▶ **Problem**: Copy out only the span from the line with "sunlit grass -> point" to the end of the data, both ends kept, word for word.

▶ **Listed entries**:
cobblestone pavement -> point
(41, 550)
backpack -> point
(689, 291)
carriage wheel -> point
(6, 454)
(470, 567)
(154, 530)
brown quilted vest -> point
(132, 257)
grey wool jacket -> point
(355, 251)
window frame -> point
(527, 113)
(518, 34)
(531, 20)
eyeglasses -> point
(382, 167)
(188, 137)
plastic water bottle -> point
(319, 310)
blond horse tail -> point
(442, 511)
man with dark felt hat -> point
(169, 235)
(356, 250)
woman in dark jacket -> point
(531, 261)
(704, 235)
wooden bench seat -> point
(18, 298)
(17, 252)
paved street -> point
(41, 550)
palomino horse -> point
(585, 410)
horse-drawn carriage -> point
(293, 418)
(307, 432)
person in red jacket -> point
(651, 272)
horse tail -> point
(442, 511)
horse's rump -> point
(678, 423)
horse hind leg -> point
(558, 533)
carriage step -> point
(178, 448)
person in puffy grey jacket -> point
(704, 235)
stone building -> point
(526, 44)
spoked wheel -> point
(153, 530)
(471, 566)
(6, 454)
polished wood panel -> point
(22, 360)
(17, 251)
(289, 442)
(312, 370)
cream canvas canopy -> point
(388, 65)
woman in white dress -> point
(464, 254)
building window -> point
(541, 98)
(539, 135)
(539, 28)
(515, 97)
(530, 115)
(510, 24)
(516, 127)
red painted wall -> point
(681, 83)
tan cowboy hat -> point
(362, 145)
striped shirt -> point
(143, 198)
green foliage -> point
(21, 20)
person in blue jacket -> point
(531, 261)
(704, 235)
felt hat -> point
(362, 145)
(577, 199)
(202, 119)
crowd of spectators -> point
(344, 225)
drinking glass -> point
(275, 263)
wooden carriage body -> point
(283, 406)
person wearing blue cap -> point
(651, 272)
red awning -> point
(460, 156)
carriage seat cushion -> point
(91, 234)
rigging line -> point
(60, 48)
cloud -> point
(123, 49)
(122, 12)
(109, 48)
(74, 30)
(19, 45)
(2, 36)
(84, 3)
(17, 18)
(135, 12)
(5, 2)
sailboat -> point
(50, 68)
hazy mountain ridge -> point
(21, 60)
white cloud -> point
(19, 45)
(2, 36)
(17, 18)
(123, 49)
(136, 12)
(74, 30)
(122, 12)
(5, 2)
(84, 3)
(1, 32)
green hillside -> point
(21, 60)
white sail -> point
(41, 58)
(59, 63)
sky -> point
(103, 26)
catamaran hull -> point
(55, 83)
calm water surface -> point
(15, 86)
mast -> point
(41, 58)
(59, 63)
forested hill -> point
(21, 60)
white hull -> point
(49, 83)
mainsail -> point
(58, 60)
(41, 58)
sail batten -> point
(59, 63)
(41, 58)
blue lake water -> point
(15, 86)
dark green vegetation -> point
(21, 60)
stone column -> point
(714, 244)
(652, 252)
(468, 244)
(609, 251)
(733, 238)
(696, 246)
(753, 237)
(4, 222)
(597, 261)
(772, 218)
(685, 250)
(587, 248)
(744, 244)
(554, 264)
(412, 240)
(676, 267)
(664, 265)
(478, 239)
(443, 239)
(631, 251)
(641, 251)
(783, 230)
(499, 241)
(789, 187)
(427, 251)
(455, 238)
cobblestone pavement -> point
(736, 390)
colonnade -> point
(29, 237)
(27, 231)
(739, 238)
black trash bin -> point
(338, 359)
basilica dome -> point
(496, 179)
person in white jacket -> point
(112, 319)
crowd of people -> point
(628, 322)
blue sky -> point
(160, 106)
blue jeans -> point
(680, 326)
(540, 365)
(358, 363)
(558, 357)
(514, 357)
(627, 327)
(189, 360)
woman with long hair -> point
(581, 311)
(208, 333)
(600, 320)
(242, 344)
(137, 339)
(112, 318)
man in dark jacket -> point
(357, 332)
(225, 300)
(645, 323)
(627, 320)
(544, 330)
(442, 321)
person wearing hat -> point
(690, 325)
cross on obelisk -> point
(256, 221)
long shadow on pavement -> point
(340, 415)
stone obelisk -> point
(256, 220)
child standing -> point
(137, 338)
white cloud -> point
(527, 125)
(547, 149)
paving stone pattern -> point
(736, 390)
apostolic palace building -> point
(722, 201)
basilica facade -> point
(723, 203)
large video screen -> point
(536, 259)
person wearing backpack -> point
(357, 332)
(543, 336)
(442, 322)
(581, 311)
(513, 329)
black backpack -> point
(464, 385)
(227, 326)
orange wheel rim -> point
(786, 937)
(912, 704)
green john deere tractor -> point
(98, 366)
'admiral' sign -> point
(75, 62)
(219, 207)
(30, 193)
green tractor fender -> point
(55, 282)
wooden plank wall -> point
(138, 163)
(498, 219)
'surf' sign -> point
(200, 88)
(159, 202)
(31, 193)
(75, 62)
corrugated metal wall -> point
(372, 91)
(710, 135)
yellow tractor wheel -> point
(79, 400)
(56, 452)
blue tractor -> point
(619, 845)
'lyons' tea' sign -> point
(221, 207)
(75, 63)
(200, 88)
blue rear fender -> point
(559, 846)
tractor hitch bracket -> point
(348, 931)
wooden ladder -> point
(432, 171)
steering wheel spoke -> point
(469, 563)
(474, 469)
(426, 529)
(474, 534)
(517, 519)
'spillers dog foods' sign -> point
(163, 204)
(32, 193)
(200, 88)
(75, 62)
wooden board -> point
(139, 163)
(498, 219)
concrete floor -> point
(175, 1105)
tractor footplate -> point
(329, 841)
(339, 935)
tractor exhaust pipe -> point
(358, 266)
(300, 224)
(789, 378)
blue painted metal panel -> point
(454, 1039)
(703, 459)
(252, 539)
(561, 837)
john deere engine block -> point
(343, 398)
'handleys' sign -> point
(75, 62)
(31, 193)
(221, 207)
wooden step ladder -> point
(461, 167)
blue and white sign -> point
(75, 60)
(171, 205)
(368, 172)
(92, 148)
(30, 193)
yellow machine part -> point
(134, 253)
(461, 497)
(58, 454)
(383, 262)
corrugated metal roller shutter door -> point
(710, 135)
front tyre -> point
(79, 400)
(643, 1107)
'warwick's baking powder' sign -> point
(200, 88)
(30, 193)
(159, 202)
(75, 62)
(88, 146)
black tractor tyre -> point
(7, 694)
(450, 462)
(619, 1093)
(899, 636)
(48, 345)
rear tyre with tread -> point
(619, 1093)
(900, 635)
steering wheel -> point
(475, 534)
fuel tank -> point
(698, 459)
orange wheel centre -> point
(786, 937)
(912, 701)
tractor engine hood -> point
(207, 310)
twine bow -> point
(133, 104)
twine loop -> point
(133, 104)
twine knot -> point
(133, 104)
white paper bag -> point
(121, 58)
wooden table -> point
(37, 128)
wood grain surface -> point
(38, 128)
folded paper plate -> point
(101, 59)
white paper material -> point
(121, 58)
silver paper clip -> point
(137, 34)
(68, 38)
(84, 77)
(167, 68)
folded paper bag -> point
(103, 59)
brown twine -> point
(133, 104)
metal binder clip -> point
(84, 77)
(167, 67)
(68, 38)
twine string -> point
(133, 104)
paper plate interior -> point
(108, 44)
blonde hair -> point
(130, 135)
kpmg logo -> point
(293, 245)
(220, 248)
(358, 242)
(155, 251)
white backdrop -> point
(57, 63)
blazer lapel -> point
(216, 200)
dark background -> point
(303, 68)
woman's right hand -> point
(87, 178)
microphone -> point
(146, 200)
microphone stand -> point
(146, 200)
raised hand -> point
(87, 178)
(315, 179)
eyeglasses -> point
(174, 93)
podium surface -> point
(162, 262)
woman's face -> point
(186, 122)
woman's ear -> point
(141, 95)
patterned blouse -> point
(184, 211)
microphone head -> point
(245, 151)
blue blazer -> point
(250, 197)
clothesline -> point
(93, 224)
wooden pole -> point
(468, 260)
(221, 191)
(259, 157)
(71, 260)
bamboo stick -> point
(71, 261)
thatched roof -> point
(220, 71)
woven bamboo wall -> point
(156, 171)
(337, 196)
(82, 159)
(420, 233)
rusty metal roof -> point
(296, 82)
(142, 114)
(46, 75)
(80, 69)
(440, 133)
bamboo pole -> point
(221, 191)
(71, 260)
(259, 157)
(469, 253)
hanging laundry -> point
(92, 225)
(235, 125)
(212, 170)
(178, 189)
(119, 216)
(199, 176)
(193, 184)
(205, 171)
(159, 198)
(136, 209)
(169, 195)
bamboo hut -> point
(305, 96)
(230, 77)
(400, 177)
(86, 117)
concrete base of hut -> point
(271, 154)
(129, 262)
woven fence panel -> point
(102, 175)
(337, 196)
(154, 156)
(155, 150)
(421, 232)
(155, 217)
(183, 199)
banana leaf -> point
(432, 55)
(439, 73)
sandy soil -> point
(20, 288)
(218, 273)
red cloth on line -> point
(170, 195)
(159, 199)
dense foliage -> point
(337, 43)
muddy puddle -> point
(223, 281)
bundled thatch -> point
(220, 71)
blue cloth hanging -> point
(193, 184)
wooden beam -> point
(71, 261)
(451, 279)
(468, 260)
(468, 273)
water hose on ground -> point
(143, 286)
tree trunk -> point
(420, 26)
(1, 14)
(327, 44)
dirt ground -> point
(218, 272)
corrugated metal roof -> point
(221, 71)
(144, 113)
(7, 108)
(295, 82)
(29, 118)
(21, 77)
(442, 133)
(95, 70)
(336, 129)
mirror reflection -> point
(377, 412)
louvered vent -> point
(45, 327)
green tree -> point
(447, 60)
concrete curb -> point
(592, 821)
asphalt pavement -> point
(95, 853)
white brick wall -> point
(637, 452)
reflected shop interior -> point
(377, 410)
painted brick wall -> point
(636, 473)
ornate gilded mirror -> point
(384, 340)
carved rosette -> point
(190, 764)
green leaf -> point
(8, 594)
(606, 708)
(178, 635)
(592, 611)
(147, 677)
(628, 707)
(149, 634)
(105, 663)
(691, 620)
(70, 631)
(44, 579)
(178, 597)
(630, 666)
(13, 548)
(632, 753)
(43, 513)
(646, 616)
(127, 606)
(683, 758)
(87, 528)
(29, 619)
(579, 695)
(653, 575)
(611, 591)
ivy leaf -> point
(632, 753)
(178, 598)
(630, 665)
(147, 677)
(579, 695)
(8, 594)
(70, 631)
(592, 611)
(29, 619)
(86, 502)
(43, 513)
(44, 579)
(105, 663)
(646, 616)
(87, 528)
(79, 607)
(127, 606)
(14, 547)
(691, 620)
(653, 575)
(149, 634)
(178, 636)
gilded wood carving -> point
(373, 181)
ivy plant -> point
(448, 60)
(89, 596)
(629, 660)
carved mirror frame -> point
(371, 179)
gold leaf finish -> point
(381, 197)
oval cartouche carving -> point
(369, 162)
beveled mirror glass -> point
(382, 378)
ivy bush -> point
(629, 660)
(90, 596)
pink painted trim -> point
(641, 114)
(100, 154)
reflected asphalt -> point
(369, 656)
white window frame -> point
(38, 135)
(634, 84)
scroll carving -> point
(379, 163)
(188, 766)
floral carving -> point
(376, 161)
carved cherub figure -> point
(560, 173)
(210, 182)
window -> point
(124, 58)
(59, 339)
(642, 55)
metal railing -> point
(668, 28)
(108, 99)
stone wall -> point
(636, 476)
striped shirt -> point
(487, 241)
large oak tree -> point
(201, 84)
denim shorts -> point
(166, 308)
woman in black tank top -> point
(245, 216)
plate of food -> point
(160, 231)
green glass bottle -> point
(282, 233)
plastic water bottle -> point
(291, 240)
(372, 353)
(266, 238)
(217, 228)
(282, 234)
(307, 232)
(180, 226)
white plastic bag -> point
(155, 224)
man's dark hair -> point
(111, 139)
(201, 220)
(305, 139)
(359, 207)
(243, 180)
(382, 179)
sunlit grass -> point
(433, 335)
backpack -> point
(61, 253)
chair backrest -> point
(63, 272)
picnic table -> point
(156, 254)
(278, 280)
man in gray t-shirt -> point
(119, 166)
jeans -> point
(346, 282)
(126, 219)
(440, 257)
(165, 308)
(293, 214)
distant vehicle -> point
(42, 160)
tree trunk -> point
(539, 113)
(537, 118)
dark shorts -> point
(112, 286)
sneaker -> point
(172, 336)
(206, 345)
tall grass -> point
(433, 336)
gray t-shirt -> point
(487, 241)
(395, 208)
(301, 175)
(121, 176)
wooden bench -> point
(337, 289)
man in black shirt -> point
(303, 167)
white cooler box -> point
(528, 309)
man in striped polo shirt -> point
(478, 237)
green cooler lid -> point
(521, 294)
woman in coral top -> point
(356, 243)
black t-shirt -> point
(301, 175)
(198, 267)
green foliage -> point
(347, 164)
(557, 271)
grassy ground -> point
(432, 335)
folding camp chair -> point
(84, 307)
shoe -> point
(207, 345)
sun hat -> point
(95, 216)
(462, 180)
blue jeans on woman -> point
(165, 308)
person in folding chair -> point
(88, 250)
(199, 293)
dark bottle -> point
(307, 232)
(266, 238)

▶ **Task answer**:
sunlit grass -> point
(433, 335)
backpack -> point
(61, 253)
chair backrest -> point
(63, 272)
picnic table -> point
(156, 254)
(278, 280)
man in gray t-shirt -> point
(119, 166)
jeans -> point
(346, 282)
(126, 219)
(440, 257)
(165, 308)
(293, 214)
distant vehicle -> point
(42, 160)
tree trunk -> point
(539, 113)
(537, 118)
dark shorts -> point
(112, 286)
sneaker -> point
(172, 336)
(206, 345)
tall grass -> point
(433, 336)
gray t-shirt -> point
(487, 241)
(395, 208)
(301, 175)
(121, 176)
wooden bench -> point
(337, 289)
man in black shirt -> point
(303, 167)
white cooler box -> point
(528, 309)
man in striped polo shirt -> point
(478, 237)
green cooler lid -> point
(521, 294)
woman in coral top -> point
(356, 243)
black t-shirt -> point
(301, 175)
(198, 267)
green foliage -> point
(347, 164)
(557, 271)
grassy ground -> point
(432, 335)
folding camp chair -> point
(84, 307)
shoe -> point
(207, 345)
sun hat -> point
(95, 216)
(462, 180)
blue jeans on woman -> point
(165, 308)
person in folding chair -> point
(88, 250)
(199, 293)
dark bottle -> point
(307, 232)
(266, 238)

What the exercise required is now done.